### Recorded information
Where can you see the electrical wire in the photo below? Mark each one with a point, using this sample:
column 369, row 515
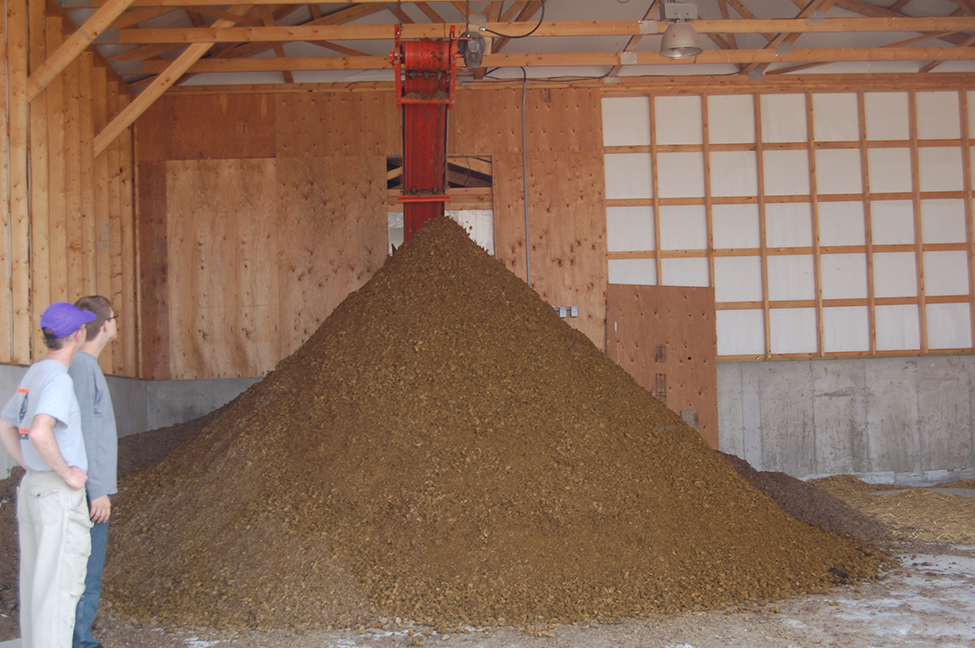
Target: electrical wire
column 540, row 19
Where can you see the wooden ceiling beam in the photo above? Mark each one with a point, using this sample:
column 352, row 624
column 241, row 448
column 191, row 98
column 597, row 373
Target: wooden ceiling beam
column 163, row 82
column 309, row 32
column 570, row 59
column 77, row 43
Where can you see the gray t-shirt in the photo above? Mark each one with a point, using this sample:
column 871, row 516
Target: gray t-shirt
column 46, row 388
column 97, row 425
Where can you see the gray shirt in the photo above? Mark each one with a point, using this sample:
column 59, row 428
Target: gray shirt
column 97, row 425
column 46, row 389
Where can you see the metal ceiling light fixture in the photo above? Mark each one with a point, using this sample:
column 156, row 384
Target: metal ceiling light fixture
column 680, row 40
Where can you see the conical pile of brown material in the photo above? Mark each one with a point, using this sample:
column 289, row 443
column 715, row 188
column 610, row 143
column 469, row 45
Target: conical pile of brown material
column 445, row 449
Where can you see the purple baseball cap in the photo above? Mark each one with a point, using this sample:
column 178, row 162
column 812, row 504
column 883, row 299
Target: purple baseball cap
column 64, row 318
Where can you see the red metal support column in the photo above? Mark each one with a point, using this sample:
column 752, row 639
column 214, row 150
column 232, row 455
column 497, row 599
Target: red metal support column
column 424, row 91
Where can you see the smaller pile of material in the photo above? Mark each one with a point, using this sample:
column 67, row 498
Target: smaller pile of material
column 910, row 513
column 810, row 503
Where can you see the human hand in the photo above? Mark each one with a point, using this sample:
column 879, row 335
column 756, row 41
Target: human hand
column 100, row 509
column 75, row 477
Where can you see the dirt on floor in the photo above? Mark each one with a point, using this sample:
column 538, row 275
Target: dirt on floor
column 446, row 454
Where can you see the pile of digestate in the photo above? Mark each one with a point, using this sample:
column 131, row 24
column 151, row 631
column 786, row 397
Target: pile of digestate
column 446, row 450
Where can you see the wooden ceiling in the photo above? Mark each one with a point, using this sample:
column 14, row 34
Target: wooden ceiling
column 155, row 44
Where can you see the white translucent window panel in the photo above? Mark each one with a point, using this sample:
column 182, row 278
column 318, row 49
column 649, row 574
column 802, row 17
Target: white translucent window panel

### What you need to do
Of the lines above, output exactly those from the line bearing "column 597, row 373" through the line bearing "column 715, row 188", inclusive.

### Response
column 597, row 373
Target: wooden ceiling beam
column 163, row 82
column 309, row 32
column 570, row 59
column 77, row 43
Where can you see the gray t-shirt in the photo above? Mark each one with a point, using this sample:
column 871, row 516
Target: gray t-shirt
column 46, row 388
column 97, row 425
Where can you see the gray shirt in the photo above? Mark each one with a point, using this sample:
column 59, row 428
Target: gray shirt
column 97, row 425
column 46, row 389
Where can you see the metal ceiling light fixture in the photo above? Mark each one with a point, using this sample:
column 156, row 384
Target: metal ceiling light fixture
column 680, row 40
Where can you see the conical pile of brown material in the photo above? Mark each one with a point, using this sample:
column 289, row 443
column 715, row 188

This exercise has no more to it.